Source text:
************
For the first time ever a barrel of oil was traded at negative prices earlier this week – in other words, buyers actually received money to take the oil, as much as USD 38 per barrel.
So-called May futures (the price for oil deliveries in May) on US WTI oil expired – but demand for US crude was at rock bottom and US oil storage facilities were full, which meant investors had to pay to offload their futures contracts.
“Oil prices collapsing is no great surprise at the present time. Demand has plummeted as a natural consequence of a world overshadowed by the corona crisis. But we did not expect negative prices – an unprecedented event, though we should remember the oil market is highly speculative,” explains Danske Bank’s investment strategist, Lars Skovgaard Andersen.
The extremely low demand for oil is due to China only now beginning to pick up again after its coronavirus outbreak, while economic activity is probably at an absolute low right now in both Europe and the US. Millions of cars are off the roads at the present time, thousands of planes are grounded and a generally weaker demand for goods is reducing the need for oil in the manufacturing and transport sectors.
After the May futures expired, the price of June futures became the new reference point for US WTI oil, and June futures are trading in positive territory, though at a very low level of around USD 15 per barrel as we write. Brent oil prices from the North Sea, which are the reference for Middle East oil, were initially sliding this week, though they are far from negative territory at around USD 22 per barrel after rising in recent days.
“These are still crazy prices, but we expect oil prices to rise as economies reopen and gradually begin to pick up, while the low prices will likely also result in lower production and hence reduced supply,” says Lars Skovgaard Andersen.
************
Records shown:
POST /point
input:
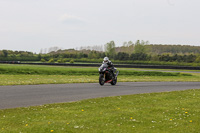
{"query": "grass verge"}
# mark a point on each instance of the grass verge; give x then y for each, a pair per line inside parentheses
(27, 75)
(147, 113)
************
Directions for this task: Please reproduce the oil price article starting at "So-called May futures" and ending at "their futures contracts.", with "storage facilities" swapped for "storage tanks".

Result of this task:
So-called May futures (the price for oil deliveries in May) on US WTI oil expired – but demand for US crude was at rock bottom and US oil storage tanks were full, which meant investors had to pay to offload their futures contracts.